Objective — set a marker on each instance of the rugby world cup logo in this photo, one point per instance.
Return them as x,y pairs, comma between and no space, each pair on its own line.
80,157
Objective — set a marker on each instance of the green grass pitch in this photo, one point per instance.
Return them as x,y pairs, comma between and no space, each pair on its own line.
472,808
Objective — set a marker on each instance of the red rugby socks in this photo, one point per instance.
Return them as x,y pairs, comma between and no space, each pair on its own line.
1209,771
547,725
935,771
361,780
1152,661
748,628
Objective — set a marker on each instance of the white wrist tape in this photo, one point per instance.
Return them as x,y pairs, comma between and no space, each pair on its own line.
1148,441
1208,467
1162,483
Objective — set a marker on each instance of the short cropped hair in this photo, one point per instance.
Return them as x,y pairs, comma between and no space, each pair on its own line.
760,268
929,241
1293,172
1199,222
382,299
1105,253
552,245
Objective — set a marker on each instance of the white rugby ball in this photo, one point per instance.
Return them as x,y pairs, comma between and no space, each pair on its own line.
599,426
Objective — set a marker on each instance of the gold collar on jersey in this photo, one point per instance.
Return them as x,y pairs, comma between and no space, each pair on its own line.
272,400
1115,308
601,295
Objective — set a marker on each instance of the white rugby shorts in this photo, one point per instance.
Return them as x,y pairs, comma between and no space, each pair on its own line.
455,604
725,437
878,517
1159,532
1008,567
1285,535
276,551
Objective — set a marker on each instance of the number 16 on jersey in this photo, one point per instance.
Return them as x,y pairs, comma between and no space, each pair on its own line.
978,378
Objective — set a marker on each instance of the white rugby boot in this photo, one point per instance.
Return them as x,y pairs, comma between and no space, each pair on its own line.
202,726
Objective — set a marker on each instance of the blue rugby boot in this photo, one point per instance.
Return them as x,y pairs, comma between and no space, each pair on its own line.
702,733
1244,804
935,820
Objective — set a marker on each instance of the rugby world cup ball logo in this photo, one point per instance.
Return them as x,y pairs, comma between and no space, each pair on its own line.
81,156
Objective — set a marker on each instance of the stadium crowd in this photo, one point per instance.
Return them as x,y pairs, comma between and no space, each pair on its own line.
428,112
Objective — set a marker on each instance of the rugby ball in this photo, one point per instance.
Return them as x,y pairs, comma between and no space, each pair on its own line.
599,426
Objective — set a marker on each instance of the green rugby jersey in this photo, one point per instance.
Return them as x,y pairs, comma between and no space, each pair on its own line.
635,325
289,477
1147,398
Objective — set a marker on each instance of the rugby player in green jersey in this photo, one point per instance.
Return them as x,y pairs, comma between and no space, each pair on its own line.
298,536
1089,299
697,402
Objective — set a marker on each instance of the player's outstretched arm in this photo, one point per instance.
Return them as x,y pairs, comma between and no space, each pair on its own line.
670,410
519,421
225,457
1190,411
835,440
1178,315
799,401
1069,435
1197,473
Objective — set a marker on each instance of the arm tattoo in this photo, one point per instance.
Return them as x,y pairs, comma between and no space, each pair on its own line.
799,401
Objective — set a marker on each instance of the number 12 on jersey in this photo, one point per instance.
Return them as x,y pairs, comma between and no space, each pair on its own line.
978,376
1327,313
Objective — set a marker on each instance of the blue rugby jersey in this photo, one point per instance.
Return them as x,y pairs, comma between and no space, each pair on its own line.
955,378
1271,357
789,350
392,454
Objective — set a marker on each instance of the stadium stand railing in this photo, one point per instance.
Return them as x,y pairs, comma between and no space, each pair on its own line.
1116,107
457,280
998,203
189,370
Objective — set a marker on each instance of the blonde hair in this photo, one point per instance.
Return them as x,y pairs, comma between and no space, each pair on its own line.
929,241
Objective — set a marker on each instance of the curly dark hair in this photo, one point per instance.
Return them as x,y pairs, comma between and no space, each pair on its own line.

**Your task**
Determine how many lines of the listing above hold the word "white". Report that number without anything else.

**Result of this task**
4